==== Passage to read

To say Aubrey Cueto’s academic journey has been eventful is an understatement.
In five years the 16-year-old has witnessed the name switch from Hurlingham & Chelsea School to Hurlingham Academy, seen the school advance from being in special measures to one of the UK’s rising stars, and seen the staff room change from a temporary home for supply teachers to a centre of excellence filled with enthusiastic, inspirational tutors.
Aubrey, from South Ken, opened her GCSE results envelope with shaking hands to discover that her 12 grades were all A* or A… a phenomenal achievement.
“I did work hard, but I’m very pleased,” she said as she emerged from the school hall in Peterborough Road, Fulham. She now sails serenely into the Harris sixth form at Westminster, with the eventual target of studying maths or law and getting a job where she can work to improve life for people in developing countries.
“I’ve seen a lot of change here, especially in the past three years,” said Aubrey, referring back to the school’s lowest ebb, when Ofsted damned the place as ‘inadequate’.
New principal Leon Wilson has worked wonders in his first year in office, and is quick to praise the students, staff and parents for making change happen.
But it’s only by discussing the transformation with students such as Aubrey that you really appreciate the magnitude of the transformation.
“Three years ago there was little stability in the teachers,” she said. “I was studying history, and six months into the year we realised we’d been studying a topic that wasn’t even going to come up in the exams!
“The new teachers changed everything. We were coming in on Saturdays to catch up and make sure I got the grades that I did. This is such a great school now that I’m sad to be leaving. I even asked Mr Wilson if I could redo my last year, just to stay here.

========

*Problem details*
Answer these questions from the article about Aubrey Cueto's GCSE results:
(a) What was the school called before it became Hurlingham Academy?
(b) How many GCSE grades did Aubrey receive, and what were they?
(c) Which sixth form is she moving on to?

==== Provided data

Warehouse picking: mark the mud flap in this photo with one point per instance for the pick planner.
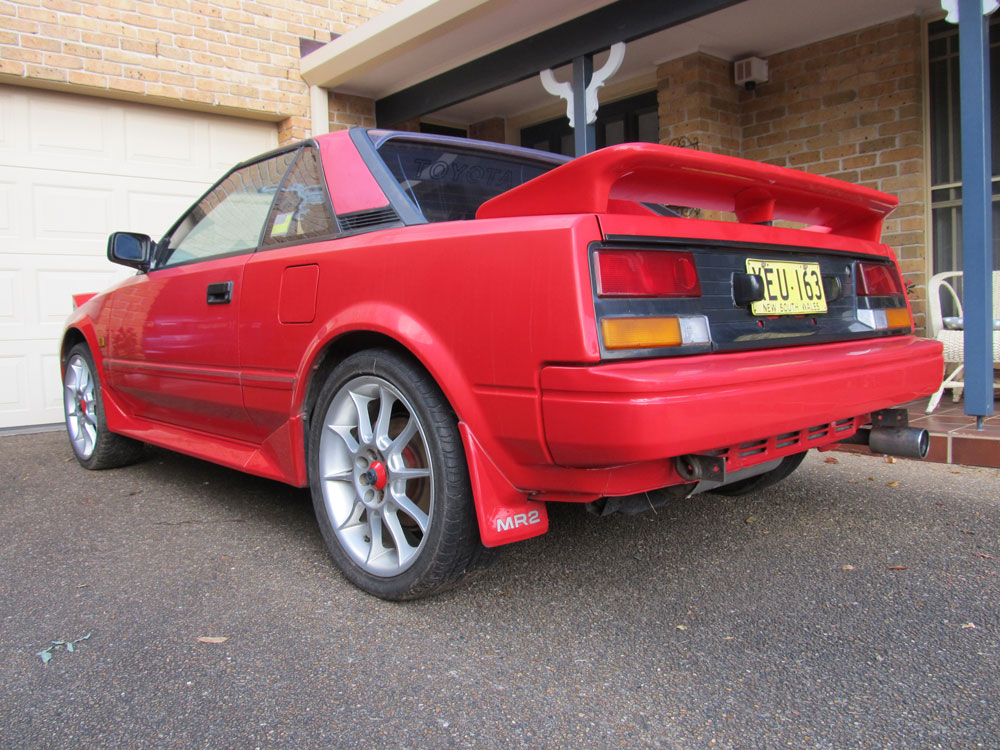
(505, 514)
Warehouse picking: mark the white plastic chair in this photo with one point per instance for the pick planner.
(948, 330)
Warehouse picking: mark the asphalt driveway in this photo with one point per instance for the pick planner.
(855, 605)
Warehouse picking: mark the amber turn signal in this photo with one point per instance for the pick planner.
(640, 333)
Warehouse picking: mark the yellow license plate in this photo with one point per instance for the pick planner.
(789, 288)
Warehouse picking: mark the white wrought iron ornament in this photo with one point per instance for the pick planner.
(951, 7)
(564, 90)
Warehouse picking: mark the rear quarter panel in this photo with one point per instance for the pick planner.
(482, 304)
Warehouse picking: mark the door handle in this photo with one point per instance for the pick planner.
(220, 293)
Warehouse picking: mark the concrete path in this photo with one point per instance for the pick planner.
(857, 605)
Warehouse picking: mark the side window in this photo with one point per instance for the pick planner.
(230, 218)
(301, 211)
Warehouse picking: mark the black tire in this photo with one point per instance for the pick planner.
(763, 481)
(93, 444)
(389, 480)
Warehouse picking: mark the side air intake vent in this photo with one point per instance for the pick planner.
(372, 217)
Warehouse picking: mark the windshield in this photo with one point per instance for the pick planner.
(448, 182)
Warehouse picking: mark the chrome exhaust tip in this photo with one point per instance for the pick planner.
(906, 442)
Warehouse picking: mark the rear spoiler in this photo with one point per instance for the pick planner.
(650, 173)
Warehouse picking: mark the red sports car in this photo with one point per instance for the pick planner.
(440, 336)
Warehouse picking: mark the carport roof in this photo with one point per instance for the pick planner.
(418, 47)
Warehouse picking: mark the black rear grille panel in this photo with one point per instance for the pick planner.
(733, 327)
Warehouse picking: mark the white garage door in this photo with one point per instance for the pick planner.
(72, 170)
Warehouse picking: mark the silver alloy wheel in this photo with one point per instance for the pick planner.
(376, 476)
(80, 402)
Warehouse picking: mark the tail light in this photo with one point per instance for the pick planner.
(880, 292)
(667, 281)
(644, 273)
(878, 280)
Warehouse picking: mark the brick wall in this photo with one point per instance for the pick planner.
(238, 57)
(347, 111)
(849, 107)
(698, 103)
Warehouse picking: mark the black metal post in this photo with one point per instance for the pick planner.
(584, 135)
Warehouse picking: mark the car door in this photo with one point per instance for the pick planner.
(173, 345)
(278, 310)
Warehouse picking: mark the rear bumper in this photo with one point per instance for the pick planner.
(624, 413)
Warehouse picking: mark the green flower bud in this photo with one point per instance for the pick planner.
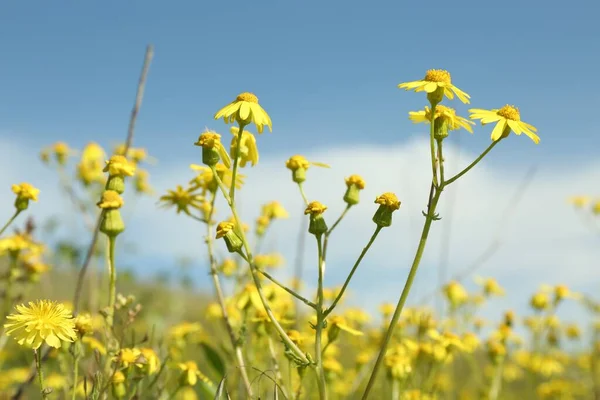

========

*Answer for the task*
(a) Hurlingham & Chelsea School
(b) 12 grades, all A* or A
(c) The Harris sixth form at Westminster